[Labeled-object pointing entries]
+ + + + + + +

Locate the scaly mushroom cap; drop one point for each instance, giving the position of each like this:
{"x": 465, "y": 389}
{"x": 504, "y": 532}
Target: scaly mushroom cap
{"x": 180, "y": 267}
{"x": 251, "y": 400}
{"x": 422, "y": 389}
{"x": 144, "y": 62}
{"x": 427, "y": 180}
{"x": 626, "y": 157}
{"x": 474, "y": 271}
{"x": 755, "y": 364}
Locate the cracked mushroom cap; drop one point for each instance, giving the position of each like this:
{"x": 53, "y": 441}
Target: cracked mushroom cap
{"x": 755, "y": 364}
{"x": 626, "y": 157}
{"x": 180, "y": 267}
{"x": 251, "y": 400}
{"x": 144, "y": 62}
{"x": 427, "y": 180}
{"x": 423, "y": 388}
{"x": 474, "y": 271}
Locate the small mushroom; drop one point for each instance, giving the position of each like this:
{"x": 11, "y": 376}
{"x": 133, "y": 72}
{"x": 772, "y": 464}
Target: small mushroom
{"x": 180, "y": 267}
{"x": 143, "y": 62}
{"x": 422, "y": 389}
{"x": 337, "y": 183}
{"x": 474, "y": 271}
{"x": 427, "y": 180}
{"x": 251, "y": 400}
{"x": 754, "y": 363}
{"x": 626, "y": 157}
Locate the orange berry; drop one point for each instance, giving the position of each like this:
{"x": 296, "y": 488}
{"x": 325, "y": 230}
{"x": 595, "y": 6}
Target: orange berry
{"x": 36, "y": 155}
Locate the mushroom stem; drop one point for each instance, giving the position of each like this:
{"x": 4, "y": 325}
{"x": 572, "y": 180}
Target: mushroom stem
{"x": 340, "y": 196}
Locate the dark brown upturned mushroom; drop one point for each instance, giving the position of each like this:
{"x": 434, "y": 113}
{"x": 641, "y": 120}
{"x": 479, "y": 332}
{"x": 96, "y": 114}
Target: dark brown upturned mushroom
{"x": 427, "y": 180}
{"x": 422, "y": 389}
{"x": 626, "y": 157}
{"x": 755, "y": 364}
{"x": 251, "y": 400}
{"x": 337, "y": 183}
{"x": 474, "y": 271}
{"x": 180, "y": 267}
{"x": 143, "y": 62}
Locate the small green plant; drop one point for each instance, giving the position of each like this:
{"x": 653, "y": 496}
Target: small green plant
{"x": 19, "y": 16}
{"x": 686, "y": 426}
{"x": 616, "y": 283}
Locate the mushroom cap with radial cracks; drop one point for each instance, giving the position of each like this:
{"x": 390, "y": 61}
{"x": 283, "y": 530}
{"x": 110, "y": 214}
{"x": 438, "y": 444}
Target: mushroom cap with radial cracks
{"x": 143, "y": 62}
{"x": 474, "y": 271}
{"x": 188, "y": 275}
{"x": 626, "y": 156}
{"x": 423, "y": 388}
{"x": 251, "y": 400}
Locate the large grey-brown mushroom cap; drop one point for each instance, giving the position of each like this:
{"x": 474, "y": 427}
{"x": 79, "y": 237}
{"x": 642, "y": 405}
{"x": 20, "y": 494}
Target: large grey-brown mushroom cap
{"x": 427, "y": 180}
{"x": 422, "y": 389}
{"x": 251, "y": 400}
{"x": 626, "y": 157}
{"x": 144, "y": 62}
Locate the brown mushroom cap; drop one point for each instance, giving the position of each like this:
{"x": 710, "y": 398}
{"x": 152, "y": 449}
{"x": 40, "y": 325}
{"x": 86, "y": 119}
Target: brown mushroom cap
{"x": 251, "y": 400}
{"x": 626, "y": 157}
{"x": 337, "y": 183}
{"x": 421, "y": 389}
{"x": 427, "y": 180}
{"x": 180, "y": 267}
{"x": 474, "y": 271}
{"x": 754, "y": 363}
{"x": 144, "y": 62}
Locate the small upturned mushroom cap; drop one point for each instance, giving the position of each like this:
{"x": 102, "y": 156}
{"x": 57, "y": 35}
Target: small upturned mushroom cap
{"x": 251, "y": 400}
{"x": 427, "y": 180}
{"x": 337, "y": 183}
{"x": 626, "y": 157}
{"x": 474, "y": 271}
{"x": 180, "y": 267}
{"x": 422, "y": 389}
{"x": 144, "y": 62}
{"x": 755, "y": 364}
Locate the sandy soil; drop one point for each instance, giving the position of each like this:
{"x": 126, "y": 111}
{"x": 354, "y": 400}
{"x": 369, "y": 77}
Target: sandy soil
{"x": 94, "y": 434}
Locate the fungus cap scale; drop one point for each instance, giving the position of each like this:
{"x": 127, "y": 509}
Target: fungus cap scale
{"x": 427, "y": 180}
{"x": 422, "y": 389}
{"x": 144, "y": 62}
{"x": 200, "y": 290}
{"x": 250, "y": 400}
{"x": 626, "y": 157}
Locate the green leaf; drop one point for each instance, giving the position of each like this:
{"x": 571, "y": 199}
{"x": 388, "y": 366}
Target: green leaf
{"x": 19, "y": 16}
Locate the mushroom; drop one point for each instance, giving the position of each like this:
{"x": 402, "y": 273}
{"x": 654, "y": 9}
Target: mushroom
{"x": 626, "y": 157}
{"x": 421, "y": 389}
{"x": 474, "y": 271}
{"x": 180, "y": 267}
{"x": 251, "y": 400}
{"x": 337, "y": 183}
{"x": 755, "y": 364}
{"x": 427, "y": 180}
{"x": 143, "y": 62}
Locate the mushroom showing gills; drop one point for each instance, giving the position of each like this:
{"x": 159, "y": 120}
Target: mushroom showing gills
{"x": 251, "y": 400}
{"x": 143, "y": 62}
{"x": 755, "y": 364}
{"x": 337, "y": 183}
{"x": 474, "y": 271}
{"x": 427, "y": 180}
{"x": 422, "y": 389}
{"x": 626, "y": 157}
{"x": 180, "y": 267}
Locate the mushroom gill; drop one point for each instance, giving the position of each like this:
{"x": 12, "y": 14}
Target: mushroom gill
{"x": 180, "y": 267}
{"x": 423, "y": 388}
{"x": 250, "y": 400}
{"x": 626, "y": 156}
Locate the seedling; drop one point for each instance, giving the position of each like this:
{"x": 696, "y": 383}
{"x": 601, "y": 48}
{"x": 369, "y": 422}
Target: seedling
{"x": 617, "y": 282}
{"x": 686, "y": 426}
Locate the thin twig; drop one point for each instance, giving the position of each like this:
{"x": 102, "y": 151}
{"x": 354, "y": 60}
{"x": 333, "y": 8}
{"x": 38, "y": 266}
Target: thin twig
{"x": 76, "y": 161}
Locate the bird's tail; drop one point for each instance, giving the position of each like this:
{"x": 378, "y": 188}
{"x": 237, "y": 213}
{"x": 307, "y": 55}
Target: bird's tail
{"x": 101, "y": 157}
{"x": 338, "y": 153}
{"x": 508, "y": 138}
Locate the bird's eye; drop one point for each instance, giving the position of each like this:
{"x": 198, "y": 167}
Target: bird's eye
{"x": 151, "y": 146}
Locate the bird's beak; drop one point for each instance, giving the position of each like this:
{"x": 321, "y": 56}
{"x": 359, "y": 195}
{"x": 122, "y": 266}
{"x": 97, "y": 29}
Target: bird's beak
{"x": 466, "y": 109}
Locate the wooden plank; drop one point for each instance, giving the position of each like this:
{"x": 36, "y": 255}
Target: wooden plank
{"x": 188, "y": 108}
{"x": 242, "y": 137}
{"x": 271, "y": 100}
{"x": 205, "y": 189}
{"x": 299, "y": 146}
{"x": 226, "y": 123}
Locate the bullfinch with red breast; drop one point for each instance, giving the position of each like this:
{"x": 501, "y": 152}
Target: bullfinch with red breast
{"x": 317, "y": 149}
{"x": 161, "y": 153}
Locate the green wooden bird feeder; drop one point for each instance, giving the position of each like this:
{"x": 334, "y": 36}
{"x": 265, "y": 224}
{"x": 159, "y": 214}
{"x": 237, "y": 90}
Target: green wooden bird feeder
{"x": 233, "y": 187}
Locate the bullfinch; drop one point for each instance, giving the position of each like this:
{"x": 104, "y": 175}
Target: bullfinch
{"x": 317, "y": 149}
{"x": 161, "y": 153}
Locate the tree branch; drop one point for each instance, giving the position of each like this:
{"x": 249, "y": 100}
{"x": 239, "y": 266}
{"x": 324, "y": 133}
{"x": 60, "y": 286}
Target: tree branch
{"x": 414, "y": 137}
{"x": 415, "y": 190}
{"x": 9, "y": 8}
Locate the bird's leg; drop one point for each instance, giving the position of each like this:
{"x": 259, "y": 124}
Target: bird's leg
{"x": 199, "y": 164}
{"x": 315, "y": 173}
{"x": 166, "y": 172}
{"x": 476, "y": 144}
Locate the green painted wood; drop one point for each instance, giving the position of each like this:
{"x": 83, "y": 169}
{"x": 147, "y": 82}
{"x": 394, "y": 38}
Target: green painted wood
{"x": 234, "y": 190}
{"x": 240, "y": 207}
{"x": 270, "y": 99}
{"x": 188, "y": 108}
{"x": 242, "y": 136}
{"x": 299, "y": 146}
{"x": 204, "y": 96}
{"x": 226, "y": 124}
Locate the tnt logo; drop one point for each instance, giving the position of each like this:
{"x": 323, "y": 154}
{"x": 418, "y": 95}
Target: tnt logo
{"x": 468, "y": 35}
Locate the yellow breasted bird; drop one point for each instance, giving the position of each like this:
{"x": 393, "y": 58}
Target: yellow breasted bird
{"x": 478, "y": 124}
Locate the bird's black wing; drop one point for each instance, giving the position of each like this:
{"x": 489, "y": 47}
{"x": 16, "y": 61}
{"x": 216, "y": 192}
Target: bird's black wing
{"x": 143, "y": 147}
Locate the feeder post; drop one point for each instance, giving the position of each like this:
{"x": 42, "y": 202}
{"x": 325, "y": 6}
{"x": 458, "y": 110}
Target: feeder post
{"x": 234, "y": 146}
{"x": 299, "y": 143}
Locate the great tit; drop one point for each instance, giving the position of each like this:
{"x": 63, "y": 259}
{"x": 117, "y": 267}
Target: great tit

+ + + + + + +

**GOAL OF THE EXERCISE:** Could you reproduce word for word the rows from the line containing "Locate the tnt" through the final row?

**SOLUTION TO THE PROBLEM:**
Locate the tnt logo; drop one point for each instance, giving the position of each like this:
{"x": 323, "y": 154}
{"x": 418, "y": 95}
Target: tnt logo
{"x": 468, "y": 35}
Locate the yellow breasted bird; drop one point for each instance, giving the position of each like this:
{"x": 393, "y": 58}
Target: yellow breasted bird
{"x": 478, "y": 124}
Locate the bird's black wing; drop one point for each instance, giving the position of each like this:
{"x": 489, "y": 47}
{"x": 16, "y": 61}
{"x": 216, "y": 192}
Target: bird's black wing
{"x": 143, "y": 147}
Locate the feeder post; drop one point for each instance, giving the position of each like this:
{"x": 42, "y": 202}
{"x": 325, "y": 6}
{"x": 458, "y": 110}
Target: feeder post
{"x": 234, "y": 146}
{"x": 299, "y": 143}
Locate the great tit; drop one point for each instance, giving the position of each like this:
{"x": 63, "y": 259}
{"x": 117, "y": 267}
Target: great tit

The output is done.